> _CHALLENGE_: Reproduce all of the following items line for line, without changing anything.

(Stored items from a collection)
START

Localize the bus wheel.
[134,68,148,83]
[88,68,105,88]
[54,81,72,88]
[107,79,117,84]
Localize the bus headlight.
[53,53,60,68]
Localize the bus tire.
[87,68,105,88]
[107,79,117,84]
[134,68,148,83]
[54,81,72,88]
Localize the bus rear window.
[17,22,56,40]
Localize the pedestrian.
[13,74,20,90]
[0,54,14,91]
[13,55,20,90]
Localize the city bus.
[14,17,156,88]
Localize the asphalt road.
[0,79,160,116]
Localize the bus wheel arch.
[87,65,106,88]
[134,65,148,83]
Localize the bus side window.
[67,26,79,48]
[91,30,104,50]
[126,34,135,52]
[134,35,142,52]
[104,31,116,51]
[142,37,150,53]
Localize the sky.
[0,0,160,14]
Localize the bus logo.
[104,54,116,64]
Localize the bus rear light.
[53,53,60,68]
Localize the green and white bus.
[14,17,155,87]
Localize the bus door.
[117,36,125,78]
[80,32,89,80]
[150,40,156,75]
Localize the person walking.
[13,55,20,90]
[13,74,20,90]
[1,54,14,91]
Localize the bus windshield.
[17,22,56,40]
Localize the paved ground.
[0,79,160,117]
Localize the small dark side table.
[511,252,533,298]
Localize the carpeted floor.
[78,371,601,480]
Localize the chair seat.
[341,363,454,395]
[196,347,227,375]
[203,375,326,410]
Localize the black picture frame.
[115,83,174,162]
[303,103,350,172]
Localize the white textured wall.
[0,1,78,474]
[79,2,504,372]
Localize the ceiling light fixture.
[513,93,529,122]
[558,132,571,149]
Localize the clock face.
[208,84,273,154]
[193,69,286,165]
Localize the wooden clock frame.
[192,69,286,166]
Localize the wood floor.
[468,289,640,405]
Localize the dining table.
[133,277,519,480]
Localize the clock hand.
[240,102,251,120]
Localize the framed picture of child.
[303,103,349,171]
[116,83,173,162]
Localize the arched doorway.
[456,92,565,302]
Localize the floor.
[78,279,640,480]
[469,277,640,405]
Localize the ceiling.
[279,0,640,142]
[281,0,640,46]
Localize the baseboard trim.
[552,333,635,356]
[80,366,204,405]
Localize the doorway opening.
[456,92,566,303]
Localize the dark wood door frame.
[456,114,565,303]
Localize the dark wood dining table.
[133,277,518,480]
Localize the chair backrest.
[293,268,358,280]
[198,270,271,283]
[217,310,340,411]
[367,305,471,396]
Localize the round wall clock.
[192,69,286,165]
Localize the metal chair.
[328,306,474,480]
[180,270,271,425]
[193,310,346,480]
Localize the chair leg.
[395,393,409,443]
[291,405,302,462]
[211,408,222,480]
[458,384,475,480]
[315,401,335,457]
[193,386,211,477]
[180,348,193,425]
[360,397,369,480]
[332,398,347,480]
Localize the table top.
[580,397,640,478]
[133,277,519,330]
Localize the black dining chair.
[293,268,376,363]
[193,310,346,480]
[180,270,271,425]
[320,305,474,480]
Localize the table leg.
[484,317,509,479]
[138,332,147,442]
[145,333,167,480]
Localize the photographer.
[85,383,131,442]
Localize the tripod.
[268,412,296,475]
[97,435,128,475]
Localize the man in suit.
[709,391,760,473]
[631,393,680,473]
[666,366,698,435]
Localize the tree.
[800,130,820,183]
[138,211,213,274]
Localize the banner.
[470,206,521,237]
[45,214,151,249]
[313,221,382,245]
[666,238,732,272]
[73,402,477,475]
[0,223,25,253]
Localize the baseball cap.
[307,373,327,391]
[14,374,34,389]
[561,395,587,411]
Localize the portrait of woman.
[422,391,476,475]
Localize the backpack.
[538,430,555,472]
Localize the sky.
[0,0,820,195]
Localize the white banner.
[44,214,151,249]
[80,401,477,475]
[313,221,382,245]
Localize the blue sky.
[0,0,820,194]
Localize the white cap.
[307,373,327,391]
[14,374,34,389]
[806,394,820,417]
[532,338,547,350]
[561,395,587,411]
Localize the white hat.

END

> _EXERCISE RESULT_:
Localize the bus wheel.
[134,68,148,83]
[88,68,105,88]
[54,81,72,88]
[107,79,117,84]
Localize the bus headlight.
[53,53,60,68]
Localize the bus tire.
[87,68,105,88]
[107,79,117,84]
[134,68,148,83]
[54,81,72,88]
Localize the bus rear window.
[17,22,56,40]
Localize the pedestrian.
[13,74,20,90]
[0,54,14,91]
[13,55,20,90]
Localize the city bus.
[14,17,156,88]
Localize the asphalt road.
[0,79,160,116]
Localize the bus wheel arch.
[87,65,106,88]
[134,65,148,83]
Localize the bus side window.
[67,26,79,48]
[91,30,104,50]
[126,34,135,52]
[134,35,142,52]
[104,31,116,51]
[142,37,150,53]
Localize the sky.
[0,0,160,14]
Localize the bus logo.
[104,54,116,64]
Localize the bus rear light.
[53,53,60,68]
Localize the green and white bus.
[14,17,155,87]
Localize the bus door.
[117,36,125,78]
[80,32,89,80]
[150,40,156,75]
Localize the person walking.
[13,55,20,90]
[13,74,20,90]
[1,54,14,91]
Localize the bus windshield.
[17,22,56,40]
Localize the paved ground.
[0,79,160,117]
Localize the small dark side table.
[511,252,533,298]
Localize the carpeted floor.
[78,371,601,480]
Localize the chair seat.
[341,363,454,395]
[196,347,227,375]
[203,375,326,410]
Localize the black picture frame.
[115,83,174,162]
[303,103,350,172]
Localize the white textured wall.
[0,1,78,474]
[79,2,504,372]
Localize the ceiling light fixture.
[513,93,529,122]
[558,132,571,149]
Localize the clock face.
[208,84,273,154]
[193,69,286,165]
Localize the wooden clock frame.
[192,69,286,166]
Localize the wood floor.
[468,289,640,405]
Localize the dining table.
[133,277,519,480]
Localize the clock hand.
[240,102,251,120]
Localize the framed picture of child.
[303,103,349,171]
[116,83,173,162]
Localize the arched doorway.
[456,92,565,302]
Localize the floor.
[78,279,640,480]
[469,277,640,405]
Localize the ceiling.
[279,0,640,142]
[281,0,640,46]
Localize the baseboard trim.
[552,333,635,356]
[80,366,204,405]
Localize the doorway opening.
[456,92,566,303]
Localize the dark wood door frame.
[456,114,565,303]
Localize the dark wood dining table.
[133,277,518,480]
Localize the chair backrest.
[293,268,358,280]
[198,270,271,283]
[217,310,340,411]
[367,305,471,396]
Localize the round wall clock.
[192,69,286,165]
Localize the metal chair.
[328,306,474,480]
[180,270,271,425]
[193,310,346,480]
Localize the chair leg.
[395,393,409,443]
[291,405,302,462]
[211,408,222,480]
[458,384,475,480]
[315,401,335,457]
[193,386,211,477]
[180,348,193,425]
[360,397,369,480]
[332,398,347,480]
Localize the table top.
[580,397,640,478]
[133,277,519,330]
Localize the black dining chair.
[293,268,376,363]
[193,310,346,480]
[180,270,271,425]
[320,305,474,480]
Localize the table leg.
[484,317,509,479]
[138,332,147,442]
[145,333,167,480]
Localize the photographer.
[85,383,131,442]
Localize the tripod.
[268,412,296,475]
[97,435,128,475]
Localize the man in suit.
[709,391,760,473]
[631,393,680,473]
[666,366,698,435]
Localize the tree.
[800,130,820,183]
[138,211,213,274]
Localize the banner.
[470,206,521,237]
[45,214,151,249]
[313,221,382,245]
[666,238,732,272]
[73,402,477,475]
[0,223,25,253]
Localize the baseball cap.
[307,373,327,391]
[14,374,34,389]
[561,395,587,411]
Localize the portrait of woman.
[422,391,476,475]
Localize the backpack.
[538,430,555,472]
Localize the sky.
[0,0,820,195]
Localize the white banner.
[44,214,151,249]
[80,401,477,475]
[313,221,382,245]
Localize the blue sky.
[0,0,820,194]
Localize the white cap.
[307,373,327,391]
[14,374,34,389]
[806,394,820,417]
[532,338,547,350]
[561,395,587,411]
Localize the white hat.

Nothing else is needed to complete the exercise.